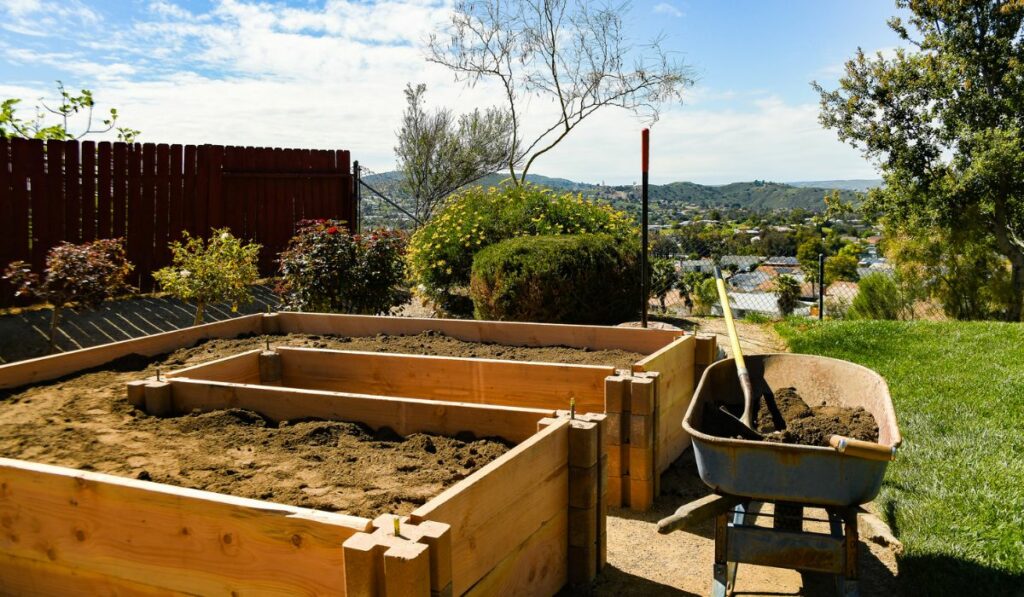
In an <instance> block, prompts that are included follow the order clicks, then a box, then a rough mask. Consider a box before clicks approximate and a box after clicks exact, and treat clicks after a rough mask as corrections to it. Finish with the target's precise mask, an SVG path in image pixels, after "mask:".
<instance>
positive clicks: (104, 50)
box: [0, 0, 897, 184]
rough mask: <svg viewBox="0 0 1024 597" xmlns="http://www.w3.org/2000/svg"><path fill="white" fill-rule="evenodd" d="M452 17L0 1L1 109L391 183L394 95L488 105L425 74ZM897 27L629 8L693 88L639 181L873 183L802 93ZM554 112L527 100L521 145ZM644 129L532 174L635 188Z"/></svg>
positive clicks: (861, 11)
mask: <svg viewBox="0 0 1024 597" xmlns="http://www.w3.org/2000/svg"><path fill="white" fill-rule="evenodd" d="M449 11H450V7H449V3H447V2H444V1H442V0H412V1H390V2H354V1H346V0H291V1H288V2H283V1H282V2H269V1H256V0H212V1H211V0H191V1H186V0H105V1H87V0H0V98H6V97H23V98H25V99H26V102H27V103H29V102H32V101H35V100H36V99H37V98H39V97H46V96H52V94H53V84H52V82H53V80H55V79H61V80H63V81H65V82H66V83H68V84H69V86H74V87H83V86H84V87H89V88H91V89H92V90H93V91H94V92H95V94H96V97H97V99H98V101H99V103H100V106H101V108H102V106H110V105H116V106H117V108H118V109H119V111H120V112H121V114H122V119H123V122H124V124H126V125H128V126H131V127H133V128H137V129H141V130H142V132H143V136H142V140H148V141H160V142H219V143H234V144H247V145H274V146H300V147H340V148H349V150H351V151H352V152H353V156H354V157H355V158H356V159H358V160H360V161H362V162H364V163H365V164H367V165H369V166H370V167H372V168H373V169H375V170H387V169H390V168H392V167H393V165H394V156H393V152H392V146H393V145H394V131H395V130H396V129H397V127H398V121H399V118H400V114H401V110H402V106H403V98H402V94H401V90H402V88H403V87H404V85H406V83H407V82H424V83H426V84H427V86H428V94H427V101H428V104H432V105H450V106H453V108H455V109H457V110H460V111H461V110H466V109H468V108H472V106H485V105H489V104H494V103H497V102H499V101H500V99H501V97H500V95H499V94H498V93H496V90H495V89H494V88H488V87H487V86H478V87H476V88H473V89H467V88H466V87H464V86H463V85H461V84H458V83H456V82H454V81H453V79H452V76H451V74H450V73H447V72H445V71H443V69H440V68H438V67H435V66H432V65H427V63H426V62H425V61H424V60H423V52H422V42H423V40H424V39H425V38H426V36H427V35H428V34H429V33H430V32H431V31H434V30H436V29H437V28H438V27H439V25H440V24H442V23H443V22H444V18H445V16H446V15H447V14H449ZM894 13H895V8H894V7H893V3H892V2H891V1H890V0H818V1H810V0H786V1H781V0H779V1H767V0H764V1H755V0H745V1H740V0H735V1H711V0H709V1H696V0H685V1H684V0H655V1H644V2H635V3H634V4H633V6H632V10H631V12H630V14H629V17H628V23H629V25H630V33H631V34H632V35H633V36H634V37H635V38H636V40H637V41H643V40H645V39H649V38H651V37H653V36H655V35H658V34H664V35H665V36H666V40H665V46H666V47H667V48H669V49H671V50H673V51H676V52H679V55H680V56H681V57H682V58H683V59H684V60H685V61H686V62H688V63H689V65H690V66H691V67H692V69H693V72H694V74H695V75H696V78H697V82H696V85H695V86H694V87H693V88H692V89H691V90H690V91H689V92H688V95H687V97H686V99H685V100H684V103H683V104H682V105H670V106H666V108H665V109H664V110H663V114H662V119H660V120H659V121H658V122H657V123H656V124H655V125H654V127H653V128H652V133H651V135H652V162H651V178H652V180H653V181H655V182H669V181H672V180H693V181H696V182H702V183H712V184H717V183H725V182H731V181H736V180H752V179H755V178H761V179H769V180H779V181H784V180H810V179H830V178H868V177H876V176H877V174H876V171H874V169H873V168H872V167H871V165H870V164H868V163H866V162H865V161H864V160H863V159H862V158H861V157H860V156H859V154H858V153H857V152H856V151H855V150H853V148H851V147H848V146H846V145H843V144H842V143H840V142H839V141H838V140H837V138H836V135H835V133H833V132H831V131H824V130H822V129H821V128H820V126H819V125H818V124H817V120H816V117H817V98H816V95H815V94H814V92H813V90H812V89H811V88H810V82H811V81H812V80H818V81H820V82H821V83H823V84H825V86H826V87H827V86H835V82H836V79H837V77H838V75H839V74H840V72H841V69H842V65H843V62H844V60H846V59H847V58H849V57H850V56H851V55H852V54H853V53H854V51H855V50H856V48H857V47H858V46H860V47H862V48H864V50H866V51H876V50H882V51H889V50H891V48H893V47H895V46H896V45H897V39H896V37H895V35H894V34H892V32H891V31H889V29H888V28H887V27H886V25H885V22H886V19H887V18H888V17H889V16H890V15H892V14H894ZM549 109H550V105H547V104H545V103H544V102H543V101H539V100H538V101H532V102H531V103H530V105H529V111H528V113H527V122H526V129H527V131H528V130H530V129H531V128H532V129H539V128H541V127H543V126H544V125H545V124H546V123H547V119H546V111H548V110H549ZM642 126H643V124H642V123H641V122H638V121H637V120H636V119H635V118H632V117H630V116H629V115H628V114H627V113H624V112H621V111H615V110H609V111H607V112H605V113H599V114H598V115H597V116H595V118H594V119H593V120H591V121H590V122H588V123H586V124H585V125H583V126H582V127H581V128H579V129H578V130H577V131H574V132H573V134H572V135H571V136H570V137H569V138H567V139H566V141H565V142H563V144H562V145H560V146H559V147H558V148H556V150H555V151H553V152H552V153H551V154H549V155H547V156H545V157H544V158H543V159H542V160H540V161H538V163H537V164H536V165H535V168H534V171H535V172H537V173H542V174H547V175H551V176H562V177H566V178H572V179H577V180H586V181H591V182H599V181H604V182H607V183H630V182H633V181H635V180H636V179H637V177H638V173H637V172H636V170H637V165H638V157H637V150H638V138H639V129H640V128H641V127H642Z"/></svg>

--------------------------------

■ Directions ■
Leave the pictures out. Otherwise, output the listing above exactly.

■ Solved problem ■
In an <instance> block, prompts that are included follow the order clicks, then a box, then a rough mask. Consider a box before clicks approximate and a box after clicks exact, and treat clicks after a rough mask as corrections to it. Finish with the target's precise mask, an SVG path in image pixels, after "mask:".
<instance>
positive clicks: (104, 50)
box: [0, 0, 897, 184]
rough mask: <svg viewBox="0 0 1024 597" xmlns="http://www.w3.org/2000/svg"><path fill="white" fill-rule="evenodd" d="M452 17L0 1L1 109L391 183L394 95L488 105L425 74ZM897 27L629 8L693 88L639 181L873 183L802 93ZM554 112L527 100L521 145ZM644 129L532 174L635 188Z"/></svg>
positive clicks: (861, 11)
mask: <svg viewBox="0 0 1024 597" xmlns="http://www.w3.org/2000/svg"><path fill="white" fill-rule="evenodd" d="M449 11H450V7H449V3H447V2H444V1H442V0H412V1H390V2H354V1H346V0H291V1H288V2H283V1H282V2H269V1H256V0H212V1H211V0H191V1H186V0H105V1H87V0H0V98H6V97H23V98H25V99H26V102H27V103H29V102H32V101H35V100H36V99H37V98H39V97H46V96H52V94H53V84H52V82H53V80H55V79H61V80H63V81H65V82H66V83H68V84H69V86H74V87H83V86H84V87H89V88H91V89H92V90H93V91H94V92H95V94H96V97H97V99H98V101H99V103H100V106H101V108H102V106H110V105H116V106H117V108H118V109H119V111H120V112H121V114H122V119H123V122H124V124H126V125H128V126H131V127H133V128H137V129H141V130H142V132H143V136H142V140H148V141H160V142H219V143H234V144H247V145H274V146H300V147H340V148H349V150H351V151H352V152H353V156H354V157H355V158H356V159H358V160H360V161H362V162H364V163H365V164H367V165H369V166H370V167H372V168H373V169H375V170H387V169H390V168H392V167H393V165H394V156H393V152H392V146H393V145H394V131H395V130H396V129H397V127H398V121H399V118H400V114H401V110H402V106H403V98H402V94H401V90H402V88H403V87H404V85H406V83H407V82H424V83H426V84H427V86H428V94H427V101H428V104H432V105H450V106H453V108H455V109H457V110H460V111H461V110H466V109H468V108H472V106H485V105H489V104H494V103H497V102H499V101H500V99H501V97H500V95H499V94H498V93H496V90H495V89H494V88H488V87H487V86H478V87H476V88H473V89H467V88H466V87H464V86H463V85H461V84H458V83H456V82H454V81H453V79H452V76H451V74H450V73H447V72H445V71H443V69H440V68H438V67H435V66H432V65H427V63H426V62H425V61H424V60H423V52H422V42H423V40H424V39H425V38H426V36H427V35H428V34H429V33H430V32H431V31H434V30H436V29H437V28H438V27H439V25H440V24H442V23H443V22H444V18H445V16H446V15H447V14H449ZM894 13H895V8H894V7H893V3H892V2H891V1H890V0H818V1H810V0H786V1H781V0H779V1H767V0H764V1H755V0H745V1H740V0H735V1H711V0H709V1H696V0H685V1H684V0H655V1H644V2H635V3H634V4H633V6H632V10H631V12H630V14H629V17H628V23H629V25H630V33H631V34H632V35H633V36H634V37H635V38H636V40H637V41H643V40H645V39H649V38H651V37H653V36H655V35H658V34H664V35H665V36H666V40H665V46H666V47H667V48H669V49H671V50H673V51H676V52H679V55H680V56H681V57H682V58H683V59H684V60H685V61H686V62H688V63H689V65H690V66H691V67H692V69H693V72H694V74H695V75H696V78H697V82H696V85H695V86H694V87H693V88H692V89H691V90H690V91H689V92H688V95H687V97H686V99H685V100H684V103H683V104H682V105H670V106H666V108H665V109H664V110H663V114H662V119H660V120H659V121H658V122H657V123H656V124H655V125H654V127H653V128H652V133H651V135H652V162H651V178H652V180H653V181H655V182H669V181H672V180H693V181H696V182H702V183H712V184H717V183H725V182H731V181H736V180H752V179H755V178H761V179H769V180H779V181H784V180H810V179H830V178H868V177H876V176H877V174H876V171H874V169H873V168H872V167H871V165H870V164H868V163H866V162H865V161H864V160H863V159H862V158H861V157H860V156H859V154H858V153H857V152H856V151H855V150H853V148H851V147H848V146H846V145H843V144H842V143H840V142H839V141H838V140H837V138H836V135H835V133H833V132H831V131H824V130H822V129H821V128H820V126H819V125H818V124H817V120H816V117H817V98H816V95H815V94H814V92H813V90H812V89H811V88H810V82H811V81H812V80H818V81H820V82H821V83H823V84H825V86H826V87H827V86H835V82H836V79H837V77H838V75H839V74H840V72H841V69H842V65H843V62H844V60H846V59H847V58H849V57H850V56H851V55H852V54H853V53H854V51H855V50H856V48H857V47H858V46H860V47H862V48H864V50H866V51H876V50H882V51H889V50H891V48H893V47H895V46H896V45H897V39H896V37H895V35H894V34H892V32H891V31H889V29H888V28H887V27H886V25H885V22H886V19H887V18H888V17H889V16H890V15H892V14H894ZM549 109H550V105H547V104H545V103H544V102H543V101H539V100H538V101H532V102H531V103H530V105H529V111H528V113H527V122H526V129H527V131H528V130H530V129H531V128H532V129H539V128H541V127H543V126H544V125H545V124H546V123H547V119H546V111H548V110H549ZM642 126H643V124H642V123H641V122H638V121H637V120H636V119H635V118H632V117H630V116H629V115H628V114H627V113H624V112H621V111H615V110H609V111H607V112H605V113H599V114H598V115H597V116H595V118H594V119H593V120H591V121H590V122H588V123H586V124H585V125H583V126H582V127H581V128H579V129H578V130H577V131H574V132H573V134H572V135H571V136H570V137H569V138H567V139H566V141H565V142H563V144H562V145H560V146H559V147H558V148H556V150H555V151H553V152H552V153H551V154H549V155H547V156H545V157H544V158H543V159H542V160H540V161H538V163H537V164H536V165H535V168H534V171H535V172H537V173H542V174H547V175H551V176H562V177H566V178H572V179H577V180H586V181H591V182H599V181H604V182H607V183H630V182H633V181H635V180H636V179H637V177H638V173H637V172H636V170H637V165H638V157H637V150H638V138H639V129H640V128H641V127H642Z"/></svg>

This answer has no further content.